▶ TEXT SECTION
________________________________________
Two schedules S and S' are said to be view equivalent if the following three conditions hold:
1. The same set of transactions participates in S and S', and S and S' include the
same operations of those transactions.
2. For any operation ri(X) of Ti in S, if the value of X read by the operation has
been written by an operation wj(X) of Tj (or if it is the original value of X
before the schedule started), the same condition must hold for the value of X
read by operation ri(X) of Ti in S'.
3. If the operation wk(Y) of Tk is the last operation to write item Y in S, then
w
k(Y) of Tk must also be the last operation to write item Y in S'.
Point 1 is very obvious.
Point 2 - simply says that reads should be similar
i.e. if in a Schedule S a Trans Ti reads a Data item 'A' which is updated by Trans Tj then in S' also Trans Ti must read data item 'A' modified by Tj only.Also initial reads should be same i.e. If Trans Ti reads 'A' from initial database in Schedule S then in S' also Ti should read 'A' from initial database only.
Point 3 - Final write should be same.If Ti updates 'A' finally(last updation) in S then in S' also 'A' must be finally updated by same Ti only
Now for the given question
Final Writes
A is written by T3,T4(final write).So in any View equal schedule T4 W(A) must be after T3 W(A).For View equal serial schedule we can say T4 must be executed after T3 ( denoted by T3->T4)
B is written by T1,T4.B is finally written by T4. So T1->T4
C and D are written by only one transactions so they can't cause final updation violation.
Now checking for Reads
T3 reads C which was updated by T1 so T1->T3
T2 reads B which was updated by T1 so T1->T2
T1->T4,T1->T3,T1->T2.So we can say T1 should be the First Trans
T4->T2 is not possible as in that case read R(B) of T2 will be from updation of Write of T4( instead of T1)
so T2->T4
with T3->T4 T1->4 and T2->T4 it is clear that T4 must be last trans
to check for T2 and T3 see that T3->T2 is not possible as T2 reads A from initial database.
so T2->T3
Final Answer T1->T2->T3->T4
________________________________________
Copy the passage on view-equivalent schedules word for word, from "B is written" to "instead of T1)".

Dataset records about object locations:
________________________________________
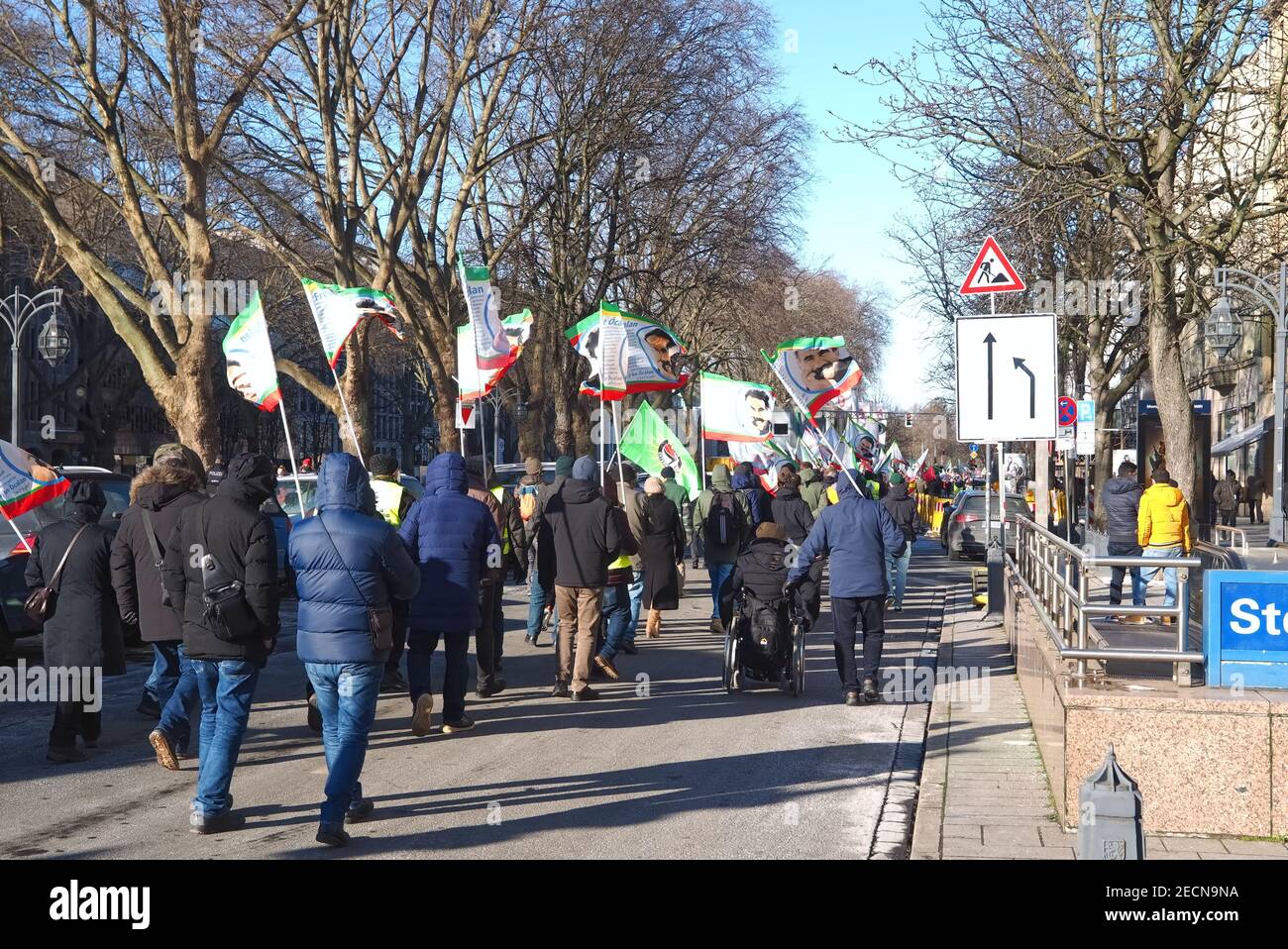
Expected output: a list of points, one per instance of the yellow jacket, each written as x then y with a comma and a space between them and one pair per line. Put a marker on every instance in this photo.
1163, 519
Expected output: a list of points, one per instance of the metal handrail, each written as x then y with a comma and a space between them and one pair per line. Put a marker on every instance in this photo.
1054, 575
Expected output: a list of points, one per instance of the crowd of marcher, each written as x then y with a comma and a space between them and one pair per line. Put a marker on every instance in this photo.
378, 575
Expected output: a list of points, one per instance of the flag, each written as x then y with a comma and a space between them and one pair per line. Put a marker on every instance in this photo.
338, 309
627, 353
735, 411
651, 445
249, 357
26, 483
814, 369
492, 346
476, 382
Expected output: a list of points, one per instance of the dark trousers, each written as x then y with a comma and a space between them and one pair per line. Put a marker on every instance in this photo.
71, 720
850, 613
488, 643
1117, 574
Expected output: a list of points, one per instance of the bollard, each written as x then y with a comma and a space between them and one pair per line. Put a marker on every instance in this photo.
1111, 815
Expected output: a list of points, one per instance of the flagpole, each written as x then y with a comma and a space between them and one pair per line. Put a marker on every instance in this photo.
290, 451
344, 403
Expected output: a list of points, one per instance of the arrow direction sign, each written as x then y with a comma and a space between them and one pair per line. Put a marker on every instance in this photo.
1006, 406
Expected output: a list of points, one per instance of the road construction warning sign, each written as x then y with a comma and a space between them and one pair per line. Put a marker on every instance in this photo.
992, 271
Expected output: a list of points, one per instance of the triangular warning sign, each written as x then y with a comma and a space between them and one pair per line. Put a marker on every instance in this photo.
992, 271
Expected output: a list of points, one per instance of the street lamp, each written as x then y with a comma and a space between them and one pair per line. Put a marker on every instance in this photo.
1222, 323
17, 310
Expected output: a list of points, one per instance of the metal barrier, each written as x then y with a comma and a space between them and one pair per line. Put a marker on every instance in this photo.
1055, 577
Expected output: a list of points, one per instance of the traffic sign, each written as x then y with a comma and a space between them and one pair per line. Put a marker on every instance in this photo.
992, 271
1006, 377
1067, 411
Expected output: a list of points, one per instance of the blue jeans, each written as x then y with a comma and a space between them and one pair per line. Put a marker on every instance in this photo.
616, 618
347, 699
719, 574
174, 707
420, 653
636, 593
1147, 574
897, 574
227, 689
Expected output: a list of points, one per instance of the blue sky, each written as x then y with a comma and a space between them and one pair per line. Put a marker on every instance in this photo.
855, 196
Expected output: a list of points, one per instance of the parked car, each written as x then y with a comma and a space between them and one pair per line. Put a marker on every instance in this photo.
965, 532
14, 622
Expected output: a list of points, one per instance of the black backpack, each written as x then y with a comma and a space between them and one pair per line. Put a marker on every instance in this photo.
721, 528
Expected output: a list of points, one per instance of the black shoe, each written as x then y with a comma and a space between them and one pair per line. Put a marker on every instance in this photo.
360, 811
314, 716
870, 690
218, 823
150, 707
333, 834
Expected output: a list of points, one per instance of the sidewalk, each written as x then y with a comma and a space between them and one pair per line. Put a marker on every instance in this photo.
984, 792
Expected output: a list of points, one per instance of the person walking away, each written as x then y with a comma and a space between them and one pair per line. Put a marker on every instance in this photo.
393, 501
73, 558
1121, 502
158, 494
541, 546
587, 541
1163, 531
1256, 489
215, 545
724, 522
855, 533
616, 617
1227, 497
662, 546
348, 568
455, 542
902, 509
________________________________________
▶ SOLUTION TO THIS EXERCISE
B is written by T1,T4.B is finally written by T4. So T1->T4
C and D are written by only one transactions so they can't cause final updation violation.
Now checking for Reads
T3 reads C which was updated by T1 so T1->T3
T2 reads B which was updated by T1 so T1->T2
T1->T4,T1->T3,T1->T2.So we can say T1 should be the First Trans
T4->T2 is not possible as in that case read R(B) of T2 will be from updation of Write of T4( instead of T1)